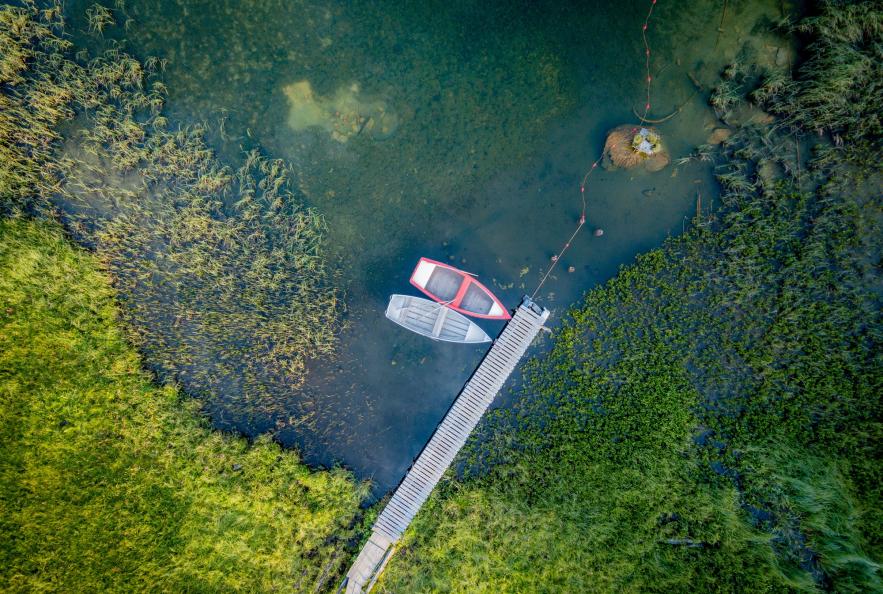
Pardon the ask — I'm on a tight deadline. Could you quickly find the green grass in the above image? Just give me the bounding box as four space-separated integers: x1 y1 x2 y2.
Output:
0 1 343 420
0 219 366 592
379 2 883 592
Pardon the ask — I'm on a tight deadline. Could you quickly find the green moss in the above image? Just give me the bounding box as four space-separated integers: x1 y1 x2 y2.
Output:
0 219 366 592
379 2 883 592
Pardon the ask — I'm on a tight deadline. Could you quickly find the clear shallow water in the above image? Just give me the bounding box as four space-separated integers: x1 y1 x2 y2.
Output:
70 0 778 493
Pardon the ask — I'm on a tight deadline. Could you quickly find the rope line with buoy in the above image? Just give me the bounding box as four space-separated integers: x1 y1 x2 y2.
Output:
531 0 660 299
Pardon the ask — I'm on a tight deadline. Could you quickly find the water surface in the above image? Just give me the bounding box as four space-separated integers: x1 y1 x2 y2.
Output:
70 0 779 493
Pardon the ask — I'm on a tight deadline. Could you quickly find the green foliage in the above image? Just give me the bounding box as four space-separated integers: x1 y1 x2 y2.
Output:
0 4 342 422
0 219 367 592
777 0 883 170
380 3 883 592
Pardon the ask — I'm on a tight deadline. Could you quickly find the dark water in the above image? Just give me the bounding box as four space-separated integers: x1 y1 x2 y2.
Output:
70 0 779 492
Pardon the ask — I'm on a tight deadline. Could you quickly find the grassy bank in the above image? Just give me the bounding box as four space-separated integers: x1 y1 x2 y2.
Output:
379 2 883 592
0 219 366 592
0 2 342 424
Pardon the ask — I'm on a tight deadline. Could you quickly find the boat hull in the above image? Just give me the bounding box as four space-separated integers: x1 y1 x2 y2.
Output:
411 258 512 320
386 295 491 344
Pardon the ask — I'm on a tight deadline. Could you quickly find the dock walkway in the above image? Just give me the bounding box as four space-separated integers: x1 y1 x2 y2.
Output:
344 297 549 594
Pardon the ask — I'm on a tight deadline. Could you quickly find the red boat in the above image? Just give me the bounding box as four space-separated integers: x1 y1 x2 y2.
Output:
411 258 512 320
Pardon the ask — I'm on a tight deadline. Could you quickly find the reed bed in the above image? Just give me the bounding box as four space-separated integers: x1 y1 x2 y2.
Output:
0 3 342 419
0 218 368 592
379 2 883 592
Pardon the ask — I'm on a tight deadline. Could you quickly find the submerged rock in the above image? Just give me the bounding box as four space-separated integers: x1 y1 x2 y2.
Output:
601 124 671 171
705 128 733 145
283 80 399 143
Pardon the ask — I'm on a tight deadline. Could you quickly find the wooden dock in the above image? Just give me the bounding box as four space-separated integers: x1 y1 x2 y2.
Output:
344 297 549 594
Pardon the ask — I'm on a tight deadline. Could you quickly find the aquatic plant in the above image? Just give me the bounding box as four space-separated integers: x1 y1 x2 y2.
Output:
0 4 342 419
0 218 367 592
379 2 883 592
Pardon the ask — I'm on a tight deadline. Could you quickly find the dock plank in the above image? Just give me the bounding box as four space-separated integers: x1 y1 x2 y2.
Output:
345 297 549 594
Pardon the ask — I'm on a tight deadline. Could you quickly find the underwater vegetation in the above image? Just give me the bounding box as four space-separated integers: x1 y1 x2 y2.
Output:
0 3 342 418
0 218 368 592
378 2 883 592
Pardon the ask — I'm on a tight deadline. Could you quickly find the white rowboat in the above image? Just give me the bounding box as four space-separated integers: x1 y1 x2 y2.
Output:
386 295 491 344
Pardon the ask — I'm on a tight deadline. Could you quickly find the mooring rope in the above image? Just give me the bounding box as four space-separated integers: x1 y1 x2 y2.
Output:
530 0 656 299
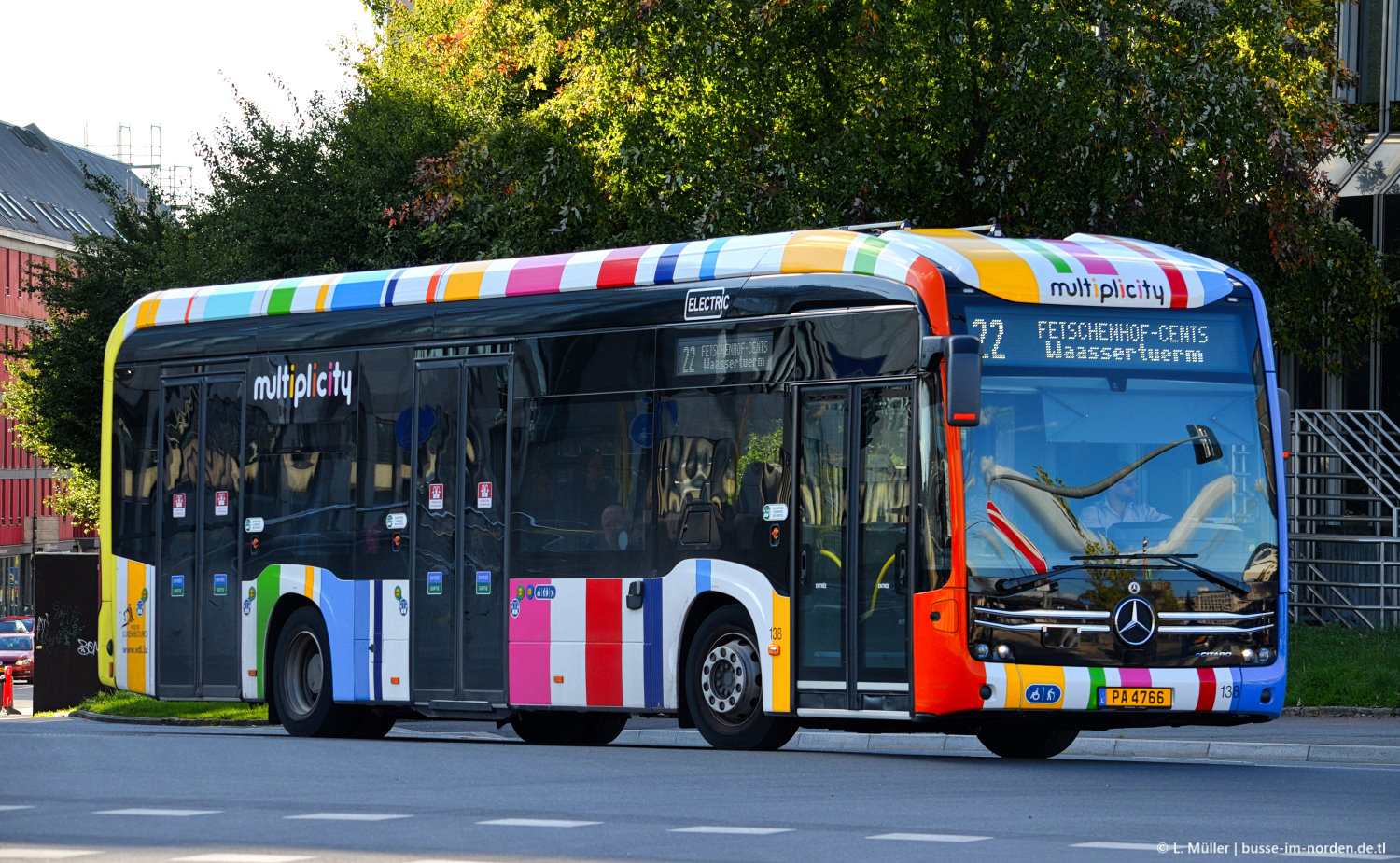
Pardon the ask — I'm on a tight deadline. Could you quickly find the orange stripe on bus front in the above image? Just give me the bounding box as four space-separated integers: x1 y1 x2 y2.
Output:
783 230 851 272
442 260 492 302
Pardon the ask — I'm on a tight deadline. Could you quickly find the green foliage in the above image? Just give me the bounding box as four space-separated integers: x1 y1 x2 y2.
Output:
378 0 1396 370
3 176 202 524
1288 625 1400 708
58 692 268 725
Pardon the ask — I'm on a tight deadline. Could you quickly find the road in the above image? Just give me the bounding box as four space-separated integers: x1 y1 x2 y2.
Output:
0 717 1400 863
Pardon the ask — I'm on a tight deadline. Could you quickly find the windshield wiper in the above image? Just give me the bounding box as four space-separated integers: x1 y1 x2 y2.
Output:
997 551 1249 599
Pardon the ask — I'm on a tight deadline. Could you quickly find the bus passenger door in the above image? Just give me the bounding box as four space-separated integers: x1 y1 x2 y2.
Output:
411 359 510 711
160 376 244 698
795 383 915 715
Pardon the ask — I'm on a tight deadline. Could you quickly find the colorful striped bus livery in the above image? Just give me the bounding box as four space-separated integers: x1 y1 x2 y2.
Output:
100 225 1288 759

__________

Reproduce all of the data above line for line without changing anything, and leave the pictures out.

Pardon the ask — I'm on a tight deadline. Could you quickly find the green grass in the above image? Just give me the bounding box as four space-separated integers: x1 y1 x2 y2.
Output:
0 1 343 420
0 219 366 592
379 2 883 592
Pardon the ask — I'm on a tight deadline. Could you quickly find the green moss in the above image? Just give me the bounding box as four space-separated integers: x1 y1 x2 y2.
Output:
0 219 366 592
379 2 883 592
Pardon the ask — I'm on a tight deadline. Could you quickly find the clear shallow water in the above image? Just give me the bounding box as four space-separated integers: x1 y1 x2 y2.
Output:
70 0 778 493
Pardon the ask — I'm on a tight deadline. Could you quickly find the rope line with buoy in the above image? Just give me the bounding box as four space-separated integers: x1 y1 x2 y2.
Output:
531 0 660 299
Pardon the ask — I'm on a tight deadline. Could you quickly find the water surface in the above image? Just give me the bounding box as four space-separated integers: x1 y1 x2 y2.
Output:
70 0 779 493
Pardon the ask — I'm on a tight deadline. Could you quickly find the green foliage in the above image? Just give me the bounding box as four space-separated integers: x1 y1 x2 y2.
Output:
0 4 342 422
0 219 367 592
777 0 883 170
380 3 883 592
Pardon the ask — I'm on a tight deadline. Could you quickly find the dark water in the above image? Just give me the bounding box as four space-separated integers: x1 y1 x2 y2.
Output:
70 0 779 492
Pardon the ask — I'm on a tight deadline. Could you quickly find the grassy bank in the above image? Just give me the bounding box as four space-separated integers: x1 y1 x2 y2.
Output:
379 2 883 592
0 219 366 592
0 2 342 424
Pardon the ask — I'm on a tight deadline. Could you quickly find the boat hull in the above image? Just give me the bounding box as four space-separated integers: x1 y1 x2 y2.
Output:
411 258 512 320
386 295 491 344
Pardon the ask — I'm on a tight deadline. Could you quickly find the dock walkway in the above image? Just give me the bounding box as four space-separated integers: x1 y1 x2 y2.
Output:
344 297 549 594
Pardon the ask — I'm on a tight deadline. Could you quickly find the red boat in the above image? Just give me the bounding box as four space-separated integers: x1 y1 x2 y2.
Output:
411 258 512 320
Pardon the ask — I'm on a tight deadline. Could you quickly find the reed bed in the above image? Just give me the bounding box as four space-separated integers: x1 y1 x2 y2.
Output:
0 3 342 419
0 218 368 592
379 2 883 592
Pardon the ask — I'm on a tight deadline. Could you quickly find the submerged rock in the above image? Just give me the bounding box as four space-separated integers: x1 y1 x2 y2.
Output:
601 124 671 171
705 128 733 145
283 80 399 143
Pardon the ask — I'm on a tight deadline. Could you quickly find the wooden dock in the above image? Just give me the bounding box as four space-separated integers: x1 y1 x2 y2.
Output:
344 297 549 594
Pardon the ask — I'm on a tight deadline. Could you quickly find the aquatic plant in the above image? Just give me the bounding box as four space-separated integers: x1 y1 x2 y2.
Output:
0 4 342 419
0 218 367 592
379 2 883 592
Pardon the ask — I'm on a tight deadline. Could you quickly find the dock plank in the above image? Just give me the bounding box as four space-separated integers: x1 y1 x2 y2.
Output:
345 297 549 594
Pardon the ask — I'm on a tight deadline. Could you quickly find the underwater vegetation in the above image? Just give me the bounding box as four space-separated integers: x1 y1 x2 y2.
Output:
0 3 342 418
0 218 368 592
378 2 883 592
Pardon the ask — I'm on a tight deadline. Could you quickly find the white rowboat in the above image? Just give me the bounding box as four space-separated integers: x1 y1 x2 y2.
Output:
386 295 491 344
Pardon the ask — I'm on a tight deadline. Could you quickly find the mooring rope in the above image? Just give me the bounding box as four space-separated integers: x1 y1 x2 y2.
Output:
530 0 656 299
Pardon the ask — I'm on a tight deadline. Could you quickly find the orange stripe on bus front in the above image? Just give me the bounding box as four space-separated integers: x1 y1 x2 y2.
Output:
783 230 851 272
442 260 492 302
Pardon the ask — I'm on a tight deadline. Could you quickly find the green foliage in the above image? Just give me the bounding box as four space-separated integers: x1 y1 x2 y2.
Output:
378 0 1396 370
3 176 202 524
1288 625 1400 708
58 692 268 725
Pardon the ask — I'm on a tight deadline. Could you quickly find the road in the above image? Just give me the bounding box as four space-separated integers: x1 y1 x2 y2.
Output:
0 717 1400 863
Pardon the ask — I'm on a tight deadline. Could you quickly find the windshield wiper in the above image? Just give me the bounding box as four space-separated integers: x1 y1 x2 y2.
Output:
997 551 1249 599
Pardon the ask — I'm on a tight deadline. Could you quickly find the bus passenger door in the above image? Just give me the bounding box as four space-separated integers: x1 y1 x2 y2.
Output:
411 359 510 711
160 376 244 698
795 383 915 715
Pardon the ask — I'm on a tight deadline. Could you quickly find the colorful striped bus livery in the above image? Just give me the bounding box as four space-separated integers: x1 y1 x2 y2.
Output:
100 225 1288 759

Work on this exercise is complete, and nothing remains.